* [PAGE EXTRACT]:
-- START --
VASP 6.3.0 crashes several nodes on lonestar 6-Update

Problems running VASP: crashes, internal errors, "wrong" results.

Moderators: Global Moderator, Moderator

Locked
Message
Author
nicholas_dimakis1
Newbie
Newbie
Posts: 17
Joined: Tue Sep 15, 2020 3:36 pm

VASP 6.3.0 crashes several nodes on lonestar 6-Update

#1 Post by nicholas_dimakis1 » Mon Jun 06, 2022 8:18 pm

Hello

I am running a job on the TACC lonestar 6 supercomputer and it seems that VASP suddenly uses 150 GB of RAM from 50 GB before, leading the crashing some of the nodes. All files are attached. The structure contains 142 atoms and the run is for band structure calculations.

I am using VASP 6.3.0 and use 20 nodes with 640 CPUs in total.

Thank you-Nick
You do not have the required permissions to view the files attached to this post.
-- END --
* [WHAT THE TASK REQUIRES]: Carry on the forum thread about VASP 6.3.0 crashing nodes on Lonestar 6 from the point where it stops. These rows were taken from a different source than the thread above.

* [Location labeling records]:
-- START --
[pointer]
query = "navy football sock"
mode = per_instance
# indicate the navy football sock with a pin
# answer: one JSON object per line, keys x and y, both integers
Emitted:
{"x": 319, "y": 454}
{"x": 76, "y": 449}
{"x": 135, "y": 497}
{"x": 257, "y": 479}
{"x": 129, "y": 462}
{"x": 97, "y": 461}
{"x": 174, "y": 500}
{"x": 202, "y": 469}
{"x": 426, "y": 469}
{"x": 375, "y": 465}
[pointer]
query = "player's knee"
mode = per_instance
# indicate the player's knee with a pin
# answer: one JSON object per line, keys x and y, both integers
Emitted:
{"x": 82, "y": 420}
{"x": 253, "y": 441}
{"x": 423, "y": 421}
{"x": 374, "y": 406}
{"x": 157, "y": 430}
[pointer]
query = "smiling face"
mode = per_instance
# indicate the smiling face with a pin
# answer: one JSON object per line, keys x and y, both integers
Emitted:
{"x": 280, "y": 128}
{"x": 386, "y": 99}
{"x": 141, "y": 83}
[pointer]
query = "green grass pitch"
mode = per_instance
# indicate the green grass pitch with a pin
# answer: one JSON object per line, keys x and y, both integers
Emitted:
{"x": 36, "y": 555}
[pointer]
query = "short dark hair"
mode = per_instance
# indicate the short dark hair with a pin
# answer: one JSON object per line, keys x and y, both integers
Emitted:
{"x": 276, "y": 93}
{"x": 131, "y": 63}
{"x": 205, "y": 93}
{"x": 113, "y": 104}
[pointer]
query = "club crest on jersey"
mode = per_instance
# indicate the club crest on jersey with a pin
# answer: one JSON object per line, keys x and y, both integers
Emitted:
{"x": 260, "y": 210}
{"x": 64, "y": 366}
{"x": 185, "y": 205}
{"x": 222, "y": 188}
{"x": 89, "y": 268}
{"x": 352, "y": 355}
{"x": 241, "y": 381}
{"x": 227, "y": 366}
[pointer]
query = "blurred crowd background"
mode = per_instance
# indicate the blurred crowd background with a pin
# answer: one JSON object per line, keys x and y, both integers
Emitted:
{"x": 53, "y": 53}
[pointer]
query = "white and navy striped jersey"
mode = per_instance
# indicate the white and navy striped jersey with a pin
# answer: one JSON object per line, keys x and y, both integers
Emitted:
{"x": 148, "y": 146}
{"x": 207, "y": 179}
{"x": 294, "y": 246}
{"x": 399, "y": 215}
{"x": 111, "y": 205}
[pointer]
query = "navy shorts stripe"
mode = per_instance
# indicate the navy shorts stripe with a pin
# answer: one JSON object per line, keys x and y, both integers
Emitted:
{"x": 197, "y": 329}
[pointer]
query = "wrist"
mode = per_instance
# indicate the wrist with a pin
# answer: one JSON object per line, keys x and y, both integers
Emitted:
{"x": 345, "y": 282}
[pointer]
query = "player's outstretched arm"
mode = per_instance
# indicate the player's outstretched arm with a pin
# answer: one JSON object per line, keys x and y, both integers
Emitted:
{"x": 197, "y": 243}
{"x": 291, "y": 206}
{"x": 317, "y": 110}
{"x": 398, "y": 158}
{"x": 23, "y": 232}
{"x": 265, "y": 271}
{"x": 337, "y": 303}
-- END --
* [FINAL RESULT]:
martin.schlipf
Global Moderator
Global Moderator
Posts: 456
Joined: Fri Nov 08, 2019 7:18 am

Re: VASP 6.3.0 crashes several nodes on lonestar 6-Update

#2 Post by martin.schlipf » Tue Jun 07, 2022 11:45 am

I think the 150Gb is expected. In the OUTCAR file it reports ~5Gb per core and you use 32 cores per node. If you want to reduce the memory, you can reduce the number of KPOINTS by splitting the band structure calculation into multiple separate runs for the different lines. KPAR also leads to increased memory demand, so you may want to replace it with NCORE instead.

Code: Select all

 total amount of memory used by VASP MPI-rank0  5551890. kBytes
=======================================================================

   base      :      30000. kBytes
   nonl-proj :    4339312. kBytes
   fftplans  :      28532. kBytes
   grid      :     250149. kBytes
   one-center:       4416. kBytes
   wavefun   :     899481. kBytes
Also, I found 2 issues in your INCAR file: You use a tab instead of spaces after LSCALAPACK so that this tag is ignored. You give the ICHARG tag twice. Note that VASP prints warnings about both these issues to the output.

One last thing: Do you expect the system to be magnetic? If not you should not set ISPIN = 2 then the calculation will be twice as efficient.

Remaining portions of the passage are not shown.